**Objective**
Rewrite the stretch from the start of the data through the line containing "182], [246, 131]]", keeping every line whole, and shift each coordinate in the answers up by 144.
--- START OF Records shown ---
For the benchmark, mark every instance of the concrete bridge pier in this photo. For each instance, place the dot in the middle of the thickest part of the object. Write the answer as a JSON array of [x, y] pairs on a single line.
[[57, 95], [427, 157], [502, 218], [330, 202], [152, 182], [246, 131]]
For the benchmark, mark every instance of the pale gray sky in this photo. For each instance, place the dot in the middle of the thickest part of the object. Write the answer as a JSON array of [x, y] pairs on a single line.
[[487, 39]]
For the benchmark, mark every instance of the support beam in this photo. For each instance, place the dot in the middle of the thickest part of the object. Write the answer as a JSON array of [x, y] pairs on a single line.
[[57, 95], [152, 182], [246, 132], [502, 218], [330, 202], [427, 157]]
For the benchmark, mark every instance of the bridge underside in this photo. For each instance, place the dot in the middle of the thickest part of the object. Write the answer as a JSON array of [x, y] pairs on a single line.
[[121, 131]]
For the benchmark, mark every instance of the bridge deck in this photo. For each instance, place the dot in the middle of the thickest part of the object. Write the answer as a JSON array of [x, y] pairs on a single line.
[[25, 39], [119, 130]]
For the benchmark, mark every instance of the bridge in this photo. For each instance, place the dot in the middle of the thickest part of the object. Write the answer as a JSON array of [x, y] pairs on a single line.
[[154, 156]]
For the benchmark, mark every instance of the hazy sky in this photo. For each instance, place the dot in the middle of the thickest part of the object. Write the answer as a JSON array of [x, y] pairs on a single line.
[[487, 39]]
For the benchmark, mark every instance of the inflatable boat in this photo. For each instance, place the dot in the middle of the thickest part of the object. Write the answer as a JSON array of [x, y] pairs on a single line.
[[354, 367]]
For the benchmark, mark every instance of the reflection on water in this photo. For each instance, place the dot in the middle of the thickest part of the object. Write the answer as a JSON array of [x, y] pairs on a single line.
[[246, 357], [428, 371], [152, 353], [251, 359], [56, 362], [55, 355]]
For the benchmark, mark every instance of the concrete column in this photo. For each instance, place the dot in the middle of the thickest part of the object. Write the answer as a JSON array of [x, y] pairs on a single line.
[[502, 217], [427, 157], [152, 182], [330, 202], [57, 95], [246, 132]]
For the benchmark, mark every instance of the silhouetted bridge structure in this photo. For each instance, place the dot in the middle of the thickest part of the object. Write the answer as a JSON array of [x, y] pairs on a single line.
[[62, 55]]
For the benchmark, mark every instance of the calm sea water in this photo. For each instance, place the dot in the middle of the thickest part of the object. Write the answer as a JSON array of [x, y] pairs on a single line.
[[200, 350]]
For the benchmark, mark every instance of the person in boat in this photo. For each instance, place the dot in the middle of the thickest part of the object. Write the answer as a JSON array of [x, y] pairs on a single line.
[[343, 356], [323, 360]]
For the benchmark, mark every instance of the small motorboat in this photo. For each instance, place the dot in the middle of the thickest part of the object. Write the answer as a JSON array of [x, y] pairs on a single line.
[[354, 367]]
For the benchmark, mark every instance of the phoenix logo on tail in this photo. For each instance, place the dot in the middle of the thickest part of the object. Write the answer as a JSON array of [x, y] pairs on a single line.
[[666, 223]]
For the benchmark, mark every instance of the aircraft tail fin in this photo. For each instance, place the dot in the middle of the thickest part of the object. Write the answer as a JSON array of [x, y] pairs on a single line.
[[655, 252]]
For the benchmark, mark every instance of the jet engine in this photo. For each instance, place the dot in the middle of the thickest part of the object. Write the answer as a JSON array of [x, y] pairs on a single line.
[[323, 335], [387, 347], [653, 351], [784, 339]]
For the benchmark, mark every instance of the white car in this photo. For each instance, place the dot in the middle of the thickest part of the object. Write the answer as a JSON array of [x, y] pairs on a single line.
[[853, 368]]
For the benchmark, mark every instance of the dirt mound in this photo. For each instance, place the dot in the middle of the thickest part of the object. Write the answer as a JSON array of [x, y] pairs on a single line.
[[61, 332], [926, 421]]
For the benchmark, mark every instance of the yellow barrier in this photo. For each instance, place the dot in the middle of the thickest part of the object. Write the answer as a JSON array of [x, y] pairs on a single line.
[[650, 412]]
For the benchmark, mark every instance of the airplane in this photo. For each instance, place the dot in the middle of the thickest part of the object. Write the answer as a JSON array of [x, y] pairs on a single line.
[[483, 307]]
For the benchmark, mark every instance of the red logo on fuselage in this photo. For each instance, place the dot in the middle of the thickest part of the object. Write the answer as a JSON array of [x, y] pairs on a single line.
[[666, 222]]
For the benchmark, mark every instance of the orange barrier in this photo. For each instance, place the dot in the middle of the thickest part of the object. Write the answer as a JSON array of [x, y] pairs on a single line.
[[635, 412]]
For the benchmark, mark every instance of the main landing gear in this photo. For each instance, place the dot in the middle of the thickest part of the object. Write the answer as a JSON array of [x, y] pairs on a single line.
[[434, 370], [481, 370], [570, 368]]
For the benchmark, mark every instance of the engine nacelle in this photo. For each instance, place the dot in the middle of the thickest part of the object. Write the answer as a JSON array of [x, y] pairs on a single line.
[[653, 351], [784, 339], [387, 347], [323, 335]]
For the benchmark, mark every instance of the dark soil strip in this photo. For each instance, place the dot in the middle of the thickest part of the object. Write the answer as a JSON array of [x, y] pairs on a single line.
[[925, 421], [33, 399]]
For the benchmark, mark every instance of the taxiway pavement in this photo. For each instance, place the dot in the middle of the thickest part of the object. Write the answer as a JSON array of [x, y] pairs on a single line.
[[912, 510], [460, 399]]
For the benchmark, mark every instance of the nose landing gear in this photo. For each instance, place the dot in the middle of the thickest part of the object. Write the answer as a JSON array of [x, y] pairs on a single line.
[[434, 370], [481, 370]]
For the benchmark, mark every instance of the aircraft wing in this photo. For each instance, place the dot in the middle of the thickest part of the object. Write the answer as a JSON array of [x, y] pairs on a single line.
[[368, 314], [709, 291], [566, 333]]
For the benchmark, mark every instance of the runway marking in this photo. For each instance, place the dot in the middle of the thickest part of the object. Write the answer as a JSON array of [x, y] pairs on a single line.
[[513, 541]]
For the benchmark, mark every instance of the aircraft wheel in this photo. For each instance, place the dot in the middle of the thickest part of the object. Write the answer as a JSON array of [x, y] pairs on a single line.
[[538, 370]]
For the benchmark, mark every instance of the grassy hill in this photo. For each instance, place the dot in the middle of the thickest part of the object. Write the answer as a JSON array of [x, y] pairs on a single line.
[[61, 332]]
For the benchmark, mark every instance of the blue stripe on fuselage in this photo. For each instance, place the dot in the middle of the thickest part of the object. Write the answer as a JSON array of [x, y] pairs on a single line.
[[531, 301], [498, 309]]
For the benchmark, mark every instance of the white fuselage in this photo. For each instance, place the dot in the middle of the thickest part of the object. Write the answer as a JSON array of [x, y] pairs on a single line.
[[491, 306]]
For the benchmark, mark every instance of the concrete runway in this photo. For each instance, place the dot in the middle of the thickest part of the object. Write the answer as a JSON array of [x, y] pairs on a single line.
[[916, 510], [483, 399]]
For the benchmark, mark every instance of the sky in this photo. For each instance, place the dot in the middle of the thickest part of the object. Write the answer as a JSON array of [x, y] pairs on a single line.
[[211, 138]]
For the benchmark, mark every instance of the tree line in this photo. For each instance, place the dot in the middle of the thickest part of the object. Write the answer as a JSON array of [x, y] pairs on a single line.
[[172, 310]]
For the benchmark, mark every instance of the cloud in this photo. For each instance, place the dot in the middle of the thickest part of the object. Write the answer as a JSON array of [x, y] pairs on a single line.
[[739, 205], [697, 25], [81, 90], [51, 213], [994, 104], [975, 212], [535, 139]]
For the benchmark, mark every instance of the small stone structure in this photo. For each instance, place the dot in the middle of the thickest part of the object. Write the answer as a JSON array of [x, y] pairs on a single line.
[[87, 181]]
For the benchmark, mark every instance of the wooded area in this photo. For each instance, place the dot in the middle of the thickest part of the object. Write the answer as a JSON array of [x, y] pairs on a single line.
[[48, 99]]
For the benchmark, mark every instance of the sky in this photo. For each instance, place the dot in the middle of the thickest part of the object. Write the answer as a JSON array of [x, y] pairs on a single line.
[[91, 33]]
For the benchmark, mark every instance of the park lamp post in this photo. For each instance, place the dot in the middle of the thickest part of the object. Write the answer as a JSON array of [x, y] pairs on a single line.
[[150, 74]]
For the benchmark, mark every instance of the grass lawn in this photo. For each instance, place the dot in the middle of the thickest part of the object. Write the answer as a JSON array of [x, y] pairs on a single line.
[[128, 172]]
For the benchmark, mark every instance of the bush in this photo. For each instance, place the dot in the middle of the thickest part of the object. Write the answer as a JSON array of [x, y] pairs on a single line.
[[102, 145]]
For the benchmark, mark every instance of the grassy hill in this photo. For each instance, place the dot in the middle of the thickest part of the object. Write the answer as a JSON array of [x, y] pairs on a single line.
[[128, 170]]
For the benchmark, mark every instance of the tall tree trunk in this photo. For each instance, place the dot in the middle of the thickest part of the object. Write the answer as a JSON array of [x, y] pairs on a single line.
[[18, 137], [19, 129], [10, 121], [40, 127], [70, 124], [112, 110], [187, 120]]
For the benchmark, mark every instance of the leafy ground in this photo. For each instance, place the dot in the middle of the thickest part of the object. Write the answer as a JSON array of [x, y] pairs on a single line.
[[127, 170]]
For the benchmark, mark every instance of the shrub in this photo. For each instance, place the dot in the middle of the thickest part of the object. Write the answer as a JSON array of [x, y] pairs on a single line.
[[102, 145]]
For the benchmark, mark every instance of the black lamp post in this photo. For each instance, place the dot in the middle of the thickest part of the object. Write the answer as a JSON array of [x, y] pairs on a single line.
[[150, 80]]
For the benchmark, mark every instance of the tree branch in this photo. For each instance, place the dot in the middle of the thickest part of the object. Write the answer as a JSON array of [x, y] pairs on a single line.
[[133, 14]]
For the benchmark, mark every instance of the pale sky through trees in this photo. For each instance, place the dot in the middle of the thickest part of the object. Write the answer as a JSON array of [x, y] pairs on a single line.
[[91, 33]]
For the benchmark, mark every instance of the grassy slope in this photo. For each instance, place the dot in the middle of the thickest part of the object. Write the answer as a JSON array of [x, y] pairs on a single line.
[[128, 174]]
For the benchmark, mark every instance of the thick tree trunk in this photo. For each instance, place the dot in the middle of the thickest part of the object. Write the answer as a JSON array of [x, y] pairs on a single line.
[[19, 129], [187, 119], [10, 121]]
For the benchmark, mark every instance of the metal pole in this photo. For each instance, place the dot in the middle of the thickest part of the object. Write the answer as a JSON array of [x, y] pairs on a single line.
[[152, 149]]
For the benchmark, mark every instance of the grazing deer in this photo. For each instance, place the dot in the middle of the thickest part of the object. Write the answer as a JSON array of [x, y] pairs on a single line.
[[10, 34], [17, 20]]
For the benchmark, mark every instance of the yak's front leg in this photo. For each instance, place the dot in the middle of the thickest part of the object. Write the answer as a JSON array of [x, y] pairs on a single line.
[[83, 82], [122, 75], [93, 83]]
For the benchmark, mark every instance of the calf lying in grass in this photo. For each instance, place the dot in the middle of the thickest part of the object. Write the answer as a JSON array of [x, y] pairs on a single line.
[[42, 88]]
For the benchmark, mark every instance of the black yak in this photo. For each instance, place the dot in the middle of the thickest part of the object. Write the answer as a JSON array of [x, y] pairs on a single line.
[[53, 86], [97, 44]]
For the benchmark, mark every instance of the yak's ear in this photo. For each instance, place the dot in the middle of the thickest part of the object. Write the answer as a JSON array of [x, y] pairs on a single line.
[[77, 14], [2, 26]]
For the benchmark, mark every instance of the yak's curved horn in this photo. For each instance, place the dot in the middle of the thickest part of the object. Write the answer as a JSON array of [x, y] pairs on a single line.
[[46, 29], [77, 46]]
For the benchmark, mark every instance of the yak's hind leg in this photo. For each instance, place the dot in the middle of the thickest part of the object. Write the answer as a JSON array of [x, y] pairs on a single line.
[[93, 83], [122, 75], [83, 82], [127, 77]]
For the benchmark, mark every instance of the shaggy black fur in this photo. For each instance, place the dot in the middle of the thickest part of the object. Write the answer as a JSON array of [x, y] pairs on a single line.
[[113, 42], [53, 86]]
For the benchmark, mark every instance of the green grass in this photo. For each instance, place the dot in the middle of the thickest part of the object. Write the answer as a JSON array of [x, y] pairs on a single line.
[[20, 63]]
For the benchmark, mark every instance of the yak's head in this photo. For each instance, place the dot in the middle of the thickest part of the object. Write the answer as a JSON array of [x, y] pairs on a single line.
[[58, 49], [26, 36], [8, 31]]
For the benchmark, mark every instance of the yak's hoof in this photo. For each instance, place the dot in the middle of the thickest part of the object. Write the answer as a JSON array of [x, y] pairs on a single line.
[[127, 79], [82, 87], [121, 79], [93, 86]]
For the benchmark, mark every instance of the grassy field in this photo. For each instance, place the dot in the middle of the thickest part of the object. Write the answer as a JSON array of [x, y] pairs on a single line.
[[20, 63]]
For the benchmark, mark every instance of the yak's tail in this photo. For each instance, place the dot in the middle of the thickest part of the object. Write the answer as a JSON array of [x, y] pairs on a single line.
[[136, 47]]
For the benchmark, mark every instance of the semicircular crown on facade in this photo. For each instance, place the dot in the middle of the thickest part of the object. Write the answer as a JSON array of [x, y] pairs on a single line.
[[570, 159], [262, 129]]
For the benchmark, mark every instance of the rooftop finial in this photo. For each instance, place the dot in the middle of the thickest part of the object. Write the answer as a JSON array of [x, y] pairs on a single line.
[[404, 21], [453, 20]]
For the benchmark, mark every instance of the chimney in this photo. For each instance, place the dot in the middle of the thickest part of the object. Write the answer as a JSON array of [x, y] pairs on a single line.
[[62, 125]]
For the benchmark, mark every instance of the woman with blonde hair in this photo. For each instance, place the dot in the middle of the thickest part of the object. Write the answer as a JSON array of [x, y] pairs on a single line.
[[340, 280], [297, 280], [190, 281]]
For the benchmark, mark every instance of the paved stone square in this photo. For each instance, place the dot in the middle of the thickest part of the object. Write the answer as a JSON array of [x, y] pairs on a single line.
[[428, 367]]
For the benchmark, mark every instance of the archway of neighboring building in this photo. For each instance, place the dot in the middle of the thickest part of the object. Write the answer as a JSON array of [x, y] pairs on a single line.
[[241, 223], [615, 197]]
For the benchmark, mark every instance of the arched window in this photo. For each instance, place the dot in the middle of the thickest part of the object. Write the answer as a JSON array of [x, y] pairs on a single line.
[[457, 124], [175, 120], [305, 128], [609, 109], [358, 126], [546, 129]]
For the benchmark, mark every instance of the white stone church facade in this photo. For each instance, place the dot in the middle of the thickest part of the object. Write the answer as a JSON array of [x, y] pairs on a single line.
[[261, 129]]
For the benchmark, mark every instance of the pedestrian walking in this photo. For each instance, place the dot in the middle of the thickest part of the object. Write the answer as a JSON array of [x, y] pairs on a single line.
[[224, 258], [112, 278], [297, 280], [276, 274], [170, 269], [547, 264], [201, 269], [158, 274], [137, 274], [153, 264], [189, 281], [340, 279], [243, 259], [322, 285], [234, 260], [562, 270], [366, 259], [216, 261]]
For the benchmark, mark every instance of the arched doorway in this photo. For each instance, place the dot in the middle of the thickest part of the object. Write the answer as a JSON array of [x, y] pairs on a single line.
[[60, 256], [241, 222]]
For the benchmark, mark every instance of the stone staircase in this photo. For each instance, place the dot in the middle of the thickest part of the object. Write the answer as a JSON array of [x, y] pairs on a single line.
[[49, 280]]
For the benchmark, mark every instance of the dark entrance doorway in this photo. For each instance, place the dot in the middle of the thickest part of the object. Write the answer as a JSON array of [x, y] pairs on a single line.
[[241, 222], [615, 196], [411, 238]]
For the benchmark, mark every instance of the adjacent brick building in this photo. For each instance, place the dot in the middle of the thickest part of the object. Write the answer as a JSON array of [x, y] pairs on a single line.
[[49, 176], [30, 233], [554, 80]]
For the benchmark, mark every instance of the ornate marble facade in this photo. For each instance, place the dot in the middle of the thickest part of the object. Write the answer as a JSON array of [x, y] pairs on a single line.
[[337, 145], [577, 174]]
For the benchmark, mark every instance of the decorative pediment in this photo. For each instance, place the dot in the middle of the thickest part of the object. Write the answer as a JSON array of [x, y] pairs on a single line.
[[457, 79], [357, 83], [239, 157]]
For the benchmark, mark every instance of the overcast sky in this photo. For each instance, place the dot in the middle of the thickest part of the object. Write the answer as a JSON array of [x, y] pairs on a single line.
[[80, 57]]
--- END OF Records shown ---
**Result**
For the benchmark, mark every instance of the concrete bridge pier in this photo. For each instance, place the dot in the middle of the thickest part of the object. Write the answer as a JSON array of [x, y] pairs on a single line.
[[201, 239], [571, 301], [646, 362], [474, 346], [296, 326], [390, 275]]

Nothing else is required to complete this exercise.